• _Instructions to follow_:
Keep to one stretch of the data below, the lines from the one with "Each <instance> supplies" up to and including the one with "176L24 173L18 176L20", and return that stretch exactly.

___ Excerpted data

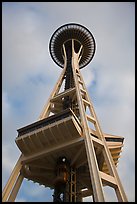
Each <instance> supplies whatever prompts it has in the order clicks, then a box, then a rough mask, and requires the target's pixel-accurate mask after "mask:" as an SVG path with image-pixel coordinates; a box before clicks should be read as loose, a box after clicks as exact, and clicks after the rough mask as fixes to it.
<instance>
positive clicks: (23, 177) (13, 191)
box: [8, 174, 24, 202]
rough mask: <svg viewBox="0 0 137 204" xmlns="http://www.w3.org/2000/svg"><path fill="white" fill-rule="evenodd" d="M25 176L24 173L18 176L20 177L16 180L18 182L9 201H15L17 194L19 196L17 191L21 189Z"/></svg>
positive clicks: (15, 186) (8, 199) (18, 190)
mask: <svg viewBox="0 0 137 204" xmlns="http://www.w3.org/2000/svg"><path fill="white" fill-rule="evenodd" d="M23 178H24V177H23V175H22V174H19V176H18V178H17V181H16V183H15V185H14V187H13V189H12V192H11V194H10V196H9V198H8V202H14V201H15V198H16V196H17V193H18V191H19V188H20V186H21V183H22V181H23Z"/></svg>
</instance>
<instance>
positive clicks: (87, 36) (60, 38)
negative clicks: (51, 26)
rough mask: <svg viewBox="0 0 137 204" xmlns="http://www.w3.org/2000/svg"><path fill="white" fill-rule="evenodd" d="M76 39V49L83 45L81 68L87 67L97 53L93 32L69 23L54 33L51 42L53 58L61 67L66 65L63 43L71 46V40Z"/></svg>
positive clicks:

______
___ Excerpted data

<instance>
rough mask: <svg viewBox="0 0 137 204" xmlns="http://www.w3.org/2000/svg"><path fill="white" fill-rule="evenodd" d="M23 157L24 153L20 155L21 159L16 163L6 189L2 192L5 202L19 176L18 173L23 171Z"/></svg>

______

• _Result of this exercise_:
Each <instance> supplies whatever prompts it has in the order clicks, then a box, then a rough mask, and requires the target's pixel-accurate mask after "mask:" as an SVG path with image-pixel coordinates; a box before clicks should be read as loose, a box after clicks as exact, and clicks after the rough mask as fixes to it.
<instance>
positive clicks: (23, 177) (13, 191)
box: [8, 174, 24, 202]
rough mask: <svg viewBox="0 0 137 204" xmlns="http://www.w3.org/2000/svg"><path fill="white" fill-rule="evenodd" d="M25 176L24 173L18 176L20 177L16 180L18 182L9 201H15L17 194L19 196L17 191L21 189Z"/></svg>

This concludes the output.